## Work request
Show me every line in the listing that has the word "block".

## Exercise material
━━━━━━━━━━━━━━━━━━━━

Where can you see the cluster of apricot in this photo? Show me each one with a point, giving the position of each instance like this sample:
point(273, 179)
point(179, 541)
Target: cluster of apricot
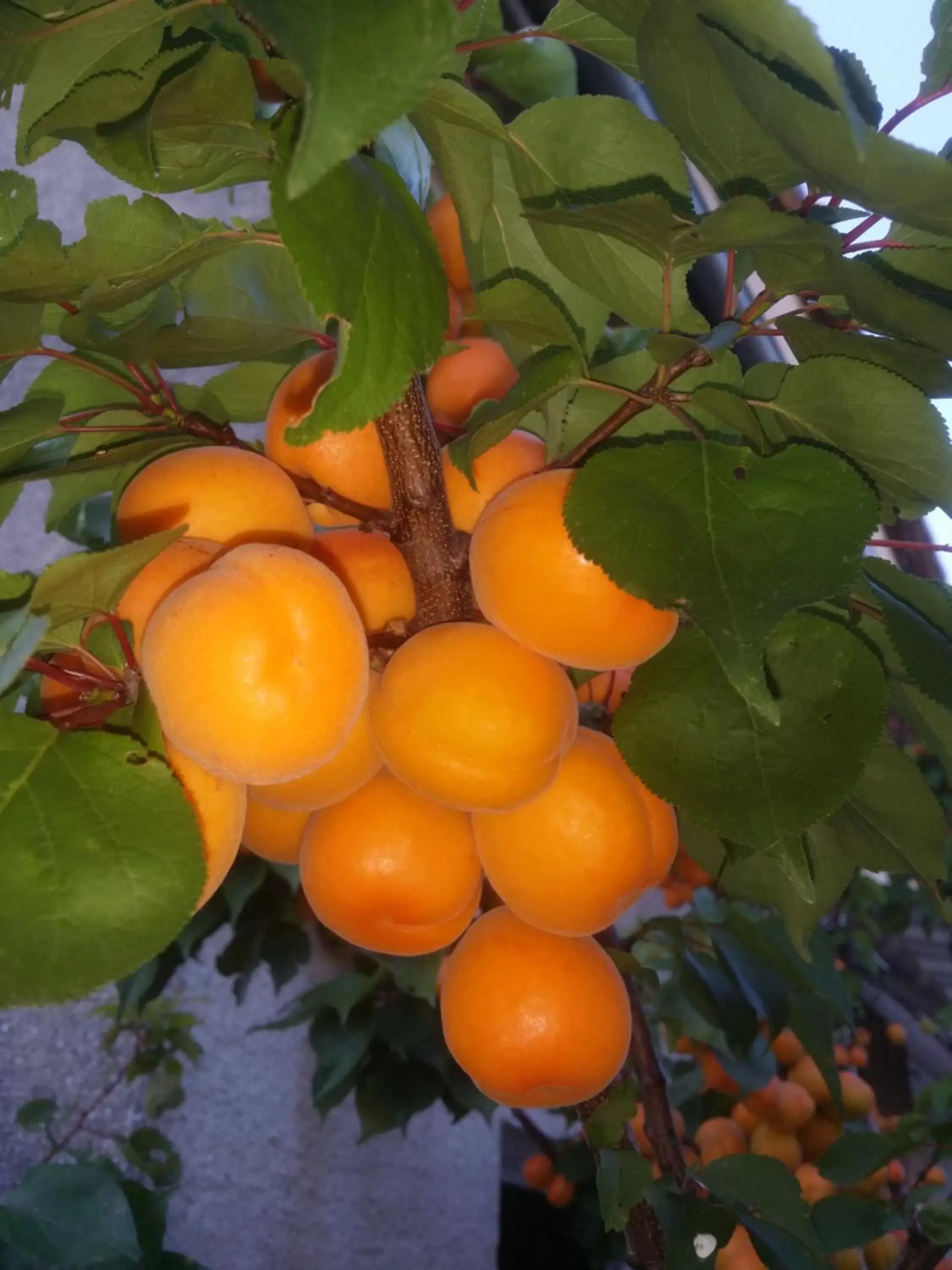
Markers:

━━━━━━━━━━━━━━━━━━━━

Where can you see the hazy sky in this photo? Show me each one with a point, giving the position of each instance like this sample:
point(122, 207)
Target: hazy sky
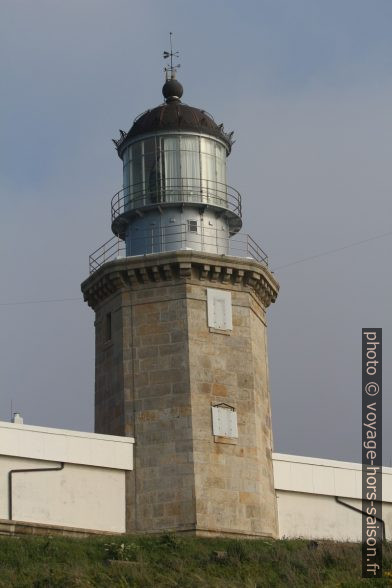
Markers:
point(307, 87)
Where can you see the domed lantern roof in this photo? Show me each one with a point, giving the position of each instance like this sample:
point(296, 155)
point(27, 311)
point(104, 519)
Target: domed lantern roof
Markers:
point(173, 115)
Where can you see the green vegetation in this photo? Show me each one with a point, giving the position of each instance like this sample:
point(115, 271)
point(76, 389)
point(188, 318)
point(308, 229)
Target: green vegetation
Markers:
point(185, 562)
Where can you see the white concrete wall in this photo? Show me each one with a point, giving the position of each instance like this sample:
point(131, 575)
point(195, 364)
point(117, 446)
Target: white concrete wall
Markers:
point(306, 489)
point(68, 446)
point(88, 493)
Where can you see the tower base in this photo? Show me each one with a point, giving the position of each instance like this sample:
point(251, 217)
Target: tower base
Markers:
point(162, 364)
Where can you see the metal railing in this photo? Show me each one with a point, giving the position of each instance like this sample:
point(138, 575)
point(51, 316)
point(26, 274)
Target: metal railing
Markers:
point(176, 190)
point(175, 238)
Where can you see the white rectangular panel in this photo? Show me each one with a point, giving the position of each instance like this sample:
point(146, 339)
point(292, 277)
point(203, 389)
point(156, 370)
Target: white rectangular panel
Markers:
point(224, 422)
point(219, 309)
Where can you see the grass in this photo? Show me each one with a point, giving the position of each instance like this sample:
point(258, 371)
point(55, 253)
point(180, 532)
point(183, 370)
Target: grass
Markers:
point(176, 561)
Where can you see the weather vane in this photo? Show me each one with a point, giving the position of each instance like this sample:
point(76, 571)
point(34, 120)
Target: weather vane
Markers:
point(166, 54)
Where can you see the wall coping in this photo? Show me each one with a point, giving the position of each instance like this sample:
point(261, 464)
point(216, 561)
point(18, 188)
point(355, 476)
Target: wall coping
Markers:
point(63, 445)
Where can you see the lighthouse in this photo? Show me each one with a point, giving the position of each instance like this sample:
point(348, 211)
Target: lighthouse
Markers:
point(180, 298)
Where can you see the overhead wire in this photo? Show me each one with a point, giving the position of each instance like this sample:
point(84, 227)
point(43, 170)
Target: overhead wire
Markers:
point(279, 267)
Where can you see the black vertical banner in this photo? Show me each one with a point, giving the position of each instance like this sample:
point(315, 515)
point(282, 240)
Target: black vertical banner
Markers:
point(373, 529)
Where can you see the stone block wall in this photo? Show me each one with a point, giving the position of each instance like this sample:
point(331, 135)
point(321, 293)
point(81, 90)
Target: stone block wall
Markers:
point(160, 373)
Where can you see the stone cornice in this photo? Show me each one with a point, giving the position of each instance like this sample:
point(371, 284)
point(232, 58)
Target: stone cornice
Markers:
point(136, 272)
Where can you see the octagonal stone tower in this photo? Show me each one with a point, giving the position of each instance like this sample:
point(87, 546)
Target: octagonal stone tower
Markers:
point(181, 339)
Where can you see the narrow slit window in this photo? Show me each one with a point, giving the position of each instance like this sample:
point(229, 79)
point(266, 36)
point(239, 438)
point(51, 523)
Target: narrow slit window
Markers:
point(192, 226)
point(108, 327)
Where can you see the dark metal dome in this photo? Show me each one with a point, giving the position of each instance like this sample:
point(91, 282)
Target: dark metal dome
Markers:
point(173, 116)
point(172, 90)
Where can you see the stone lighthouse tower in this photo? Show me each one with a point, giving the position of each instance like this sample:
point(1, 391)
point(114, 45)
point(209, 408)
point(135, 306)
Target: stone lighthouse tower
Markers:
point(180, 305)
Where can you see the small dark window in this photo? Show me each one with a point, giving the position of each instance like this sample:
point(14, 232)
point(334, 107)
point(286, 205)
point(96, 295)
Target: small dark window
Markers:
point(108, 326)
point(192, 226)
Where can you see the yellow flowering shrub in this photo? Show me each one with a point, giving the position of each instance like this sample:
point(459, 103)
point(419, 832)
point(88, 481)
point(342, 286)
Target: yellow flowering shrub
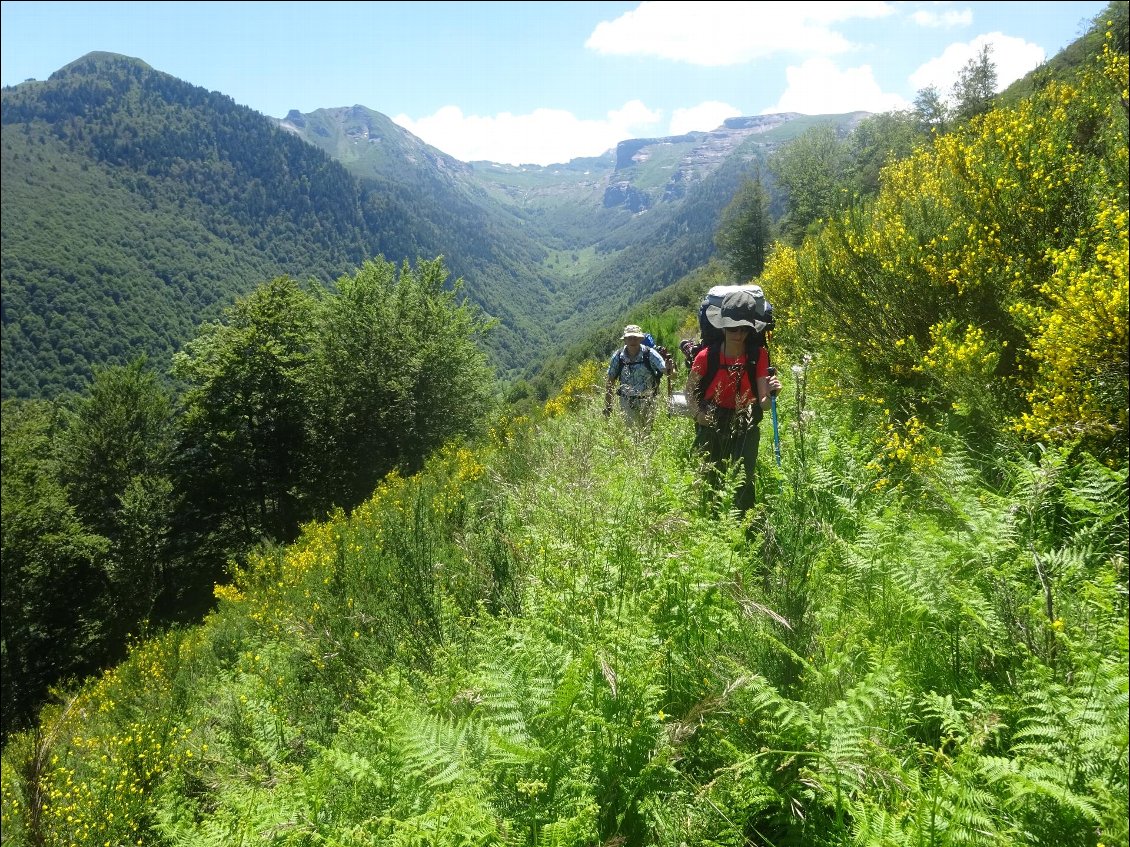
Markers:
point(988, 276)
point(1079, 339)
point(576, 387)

━━━━━━━━━━━━━━━━━━━━

## Response to this exercise
Where can you see the stone block wall in this photo? Show me each one with a point, giving the position of each instance like this sample:
Target: stone block wall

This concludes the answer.